RECORDS TO PROCESS section start

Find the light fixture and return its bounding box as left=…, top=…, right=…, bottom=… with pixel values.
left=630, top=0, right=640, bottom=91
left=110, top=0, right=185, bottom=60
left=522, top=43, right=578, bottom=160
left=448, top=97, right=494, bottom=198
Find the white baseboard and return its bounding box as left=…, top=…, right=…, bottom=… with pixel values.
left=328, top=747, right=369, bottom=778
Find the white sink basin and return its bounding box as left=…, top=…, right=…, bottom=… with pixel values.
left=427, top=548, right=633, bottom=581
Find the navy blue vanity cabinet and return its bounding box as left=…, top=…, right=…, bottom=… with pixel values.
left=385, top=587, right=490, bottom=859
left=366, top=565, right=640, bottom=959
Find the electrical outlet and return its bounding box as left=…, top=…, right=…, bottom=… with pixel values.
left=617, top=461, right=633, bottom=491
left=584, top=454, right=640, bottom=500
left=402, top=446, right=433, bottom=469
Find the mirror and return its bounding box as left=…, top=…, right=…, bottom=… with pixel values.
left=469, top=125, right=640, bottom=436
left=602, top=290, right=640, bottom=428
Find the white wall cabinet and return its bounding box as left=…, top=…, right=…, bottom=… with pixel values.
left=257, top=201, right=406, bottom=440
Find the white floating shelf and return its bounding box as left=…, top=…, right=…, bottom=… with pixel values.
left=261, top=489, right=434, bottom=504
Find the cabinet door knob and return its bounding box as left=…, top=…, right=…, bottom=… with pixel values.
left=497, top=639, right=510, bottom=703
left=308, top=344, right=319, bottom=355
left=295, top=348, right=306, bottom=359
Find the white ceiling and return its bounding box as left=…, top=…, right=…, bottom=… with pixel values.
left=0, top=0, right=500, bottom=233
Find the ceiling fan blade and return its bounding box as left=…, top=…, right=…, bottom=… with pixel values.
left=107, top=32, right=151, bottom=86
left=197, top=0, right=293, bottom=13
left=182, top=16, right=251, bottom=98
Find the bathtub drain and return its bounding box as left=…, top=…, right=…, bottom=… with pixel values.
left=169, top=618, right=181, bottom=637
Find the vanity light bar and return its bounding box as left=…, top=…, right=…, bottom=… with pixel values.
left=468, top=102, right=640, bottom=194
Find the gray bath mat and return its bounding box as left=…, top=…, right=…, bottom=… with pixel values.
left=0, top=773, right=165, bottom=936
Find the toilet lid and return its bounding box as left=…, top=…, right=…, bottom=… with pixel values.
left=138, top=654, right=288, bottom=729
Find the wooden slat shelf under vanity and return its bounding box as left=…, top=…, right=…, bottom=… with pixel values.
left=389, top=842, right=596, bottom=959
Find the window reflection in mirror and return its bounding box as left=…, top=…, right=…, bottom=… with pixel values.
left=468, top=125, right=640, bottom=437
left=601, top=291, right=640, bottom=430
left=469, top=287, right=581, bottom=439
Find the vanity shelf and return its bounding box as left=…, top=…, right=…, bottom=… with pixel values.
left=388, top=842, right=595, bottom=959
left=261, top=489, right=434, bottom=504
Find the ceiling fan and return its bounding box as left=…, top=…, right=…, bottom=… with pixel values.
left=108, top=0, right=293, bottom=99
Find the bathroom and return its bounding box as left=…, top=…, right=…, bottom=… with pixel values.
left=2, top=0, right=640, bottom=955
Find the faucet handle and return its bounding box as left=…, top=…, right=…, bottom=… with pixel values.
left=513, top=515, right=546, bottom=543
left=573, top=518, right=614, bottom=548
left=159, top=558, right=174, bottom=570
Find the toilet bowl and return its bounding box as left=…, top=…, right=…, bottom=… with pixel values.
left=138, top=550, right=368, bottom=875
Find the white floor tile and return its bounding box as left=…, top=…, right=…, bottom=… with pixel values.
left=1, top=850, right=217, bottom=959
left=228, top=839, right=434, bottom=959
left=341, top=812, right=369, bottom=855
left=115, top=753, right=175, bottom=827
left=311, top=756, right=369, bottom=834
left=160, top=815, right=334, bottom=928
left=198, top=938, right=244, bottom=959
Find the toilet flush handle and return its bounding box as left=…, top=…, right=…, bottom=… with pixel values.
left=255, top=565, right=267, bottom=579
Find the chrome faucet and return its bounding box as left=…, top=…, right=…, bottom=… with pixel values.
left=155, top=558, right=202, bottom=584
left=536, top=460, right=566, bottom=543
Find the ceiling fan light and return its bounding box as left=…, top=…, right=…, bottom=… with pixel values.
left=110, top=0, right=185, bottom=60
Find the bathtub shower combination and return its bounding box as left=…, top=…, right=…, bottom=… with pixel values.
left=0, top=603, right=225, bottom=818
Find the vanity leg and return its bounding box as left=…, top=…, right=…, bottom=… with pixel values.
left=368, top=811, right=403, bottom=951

RECORDS TO PROCESS section end

**WHAT IS BEING ASKED**
Generate an exact reproduction of all entries.

**OUTPUT OF THE TASK**
Find the light fixture and return its bounding box as left=…, top=…, right=…, bottom=… with pixel values.
left=630, top=0, right=640, bottom=91
left=110, top=0, right=185, bottom=60
left=522, top=43, right=578, bottom=160
left=448, top=97, right=494, bottom=198
Find the white baseboard and return its bounding box as left=…, top=…, right=…, bottom=… with pixel values.
left=328, top=747, right=369, bottom=778
Find the white sink basin and return its bounding box as left=…, top=…, right=…, bottom=… with pixel values.
left=427, top=548, right=633, bottom=581
Find the navy blue vanity cabinet and return its bounding box as left=…, top=…, right=…, bottom=… with pixel values.
left=385, top=587, right=490, bottom=859
left=366, top=565, right=640, bottom=959
Find the electrical outlet and return its bounding box as left=…, top=…, right=…, bottom=… with pixel values.
left=617, top=461, right=633, bottom=491
left=584, top=454, right=640, bottom=500
left=402, top=446, right=433, bottom=469
Find the mirror and return its bounding box as left=…, top=…, right=…, bottom=… with pixel values.
left=469, top=125, right=640, bottom=436
left=602, top=290, right=640, bottom=428
Find the white wall cabinet and return its bounding box as left=…, top=…, right=…, bottom=… with pixel values.
left=257, top=201, right=406, bottom=440
Find the white floating shelf and return its bounding box as left=…, top=…, right=…, bottom=… with pixel values.
left=261, top=489, right=434, bottom=504
Find the cabinet door knob and return its bounding box as left=…, top=…, right=…, bottom=… with pixel values.
left=497, top=639, right=510, bottom=703
left=308, top=344, right=319, bottom=355
left=295, top=348, right=306, bottom=359
Find the white ceiling and return its bounding box as left=…, top=…, right=…, bottom=… with pixel values.
left=0, top=0, right=500, bottom=233
Find the ceiling fan blade and return its bounding box as left=…, top=…, right=…, bottom=… with pixel values.
left=107, top=32, right=151, bottom=86
left=197, top=0, right=293, bottom=13
left=182, top=16, right=251, bottom=98
Find the bathtub drain and return its bounding box as left=…, top=…, right=…, bottom=… with pixel values.
left=169, top=618, right=181, bottom=637
Find the vanity light bar and return its bounding box as left=…, top=…, right=…, bottom=… with pixel values.
left=468, top=102, right=640, bottom=194
Find the gray bath mat and return its bounding box as left=…, top=…, right=…, bottom=… with pixel values.
left=0, top=773, right=165, bottom=936
Find the toilet lid and return its bounding box as left=…, top=…, right=…, bottom=… with pixel values.
left=138, top=654, right=288, bottom=729
Find the wooden slat shelf under vanity and return its bounding box as left=…, top=…, right=…, bottom=… with pixel values.
left=389, top=842, right=596, bottom=959
Find the window reflection in mirror and return its bounding box as left=…, top=…, right=…, bottom=… with pixel values.
left=468, top=125, right=640, bottom=437
left=601, top=291, right=640, bottom=430
left=469, top=287, right=581, bottom=439
Find the vanity shelf and return its bounding box as left=…, top=…, right=…, bottom=… with pixel values.
left=388, top=842, right=595, bottom=959
left=261, top=489, right=434, bottom=504
Find the ceiling fan and return its bounding box as left=…, top=…, right=…, bottom=… with pixel values.
left=108, top=0, right=293, bottom=99
Find the bathroom and return its bounding box as left=…, top=…, right=…, bottom=… with pixel values.
left=2, top=0, right=640, bottom=955
Find the faucet handle and return its bounding box as left=…, top=…, right=…, bottom=… with pixel values.
left=513, top=515, right=546, bottom=543
left=573, top=518, right=614, bottom=548
left=159, top=558, right=174, bottom=570
Find the toilet bowl and return its bounding box as left=…, top=…, right=…, bottom=… with pixel values.
left=138, top=550, right=368, bottom=875
Find the white floor tile and return its bounding box as left=…, top=…, right=…, bottom=… with pixel values.
left=1, top=850, right=217, bottom=959
left=228, top=839, right=434, bottom=959
left=341, top=812, right=369, bottom=855
left=115, top=753, right=175, bottom=827
left=311, top=756, right=369, bottom=834
left=160, top=815, right=334, bottom=928
left=198, top=938, right=244, bottom=959
Find the toilet flush handle and return its bounding box as left=…, top=…, right=…, bottom=… with pixel values.
left=255, top=565, right=267, bottom=579
Find the chrome faucet and return its bounding box as left=…, top=…, right=…, bottom=… with pixel values.
left=155, top=558, right=202, bottom=584
left=536, top=460, right=566, bottom=543
Find the ceiling fan light and return its bounding box as left=…, top=…, right=…, bottom=… with pixel values.
left=110, top=0, right=185, bottom=60
Find the bathtub shower combination and return its bounding box as left=…, top=…, right=…, bottom=… with pixel values.
left=0, top=603, right=225, bottom=818
Find the vanity leg and return its bounding box as left=…, top=…, right=…, bottom=… with pixel values.
left=368, top=811, right=403, bottom=951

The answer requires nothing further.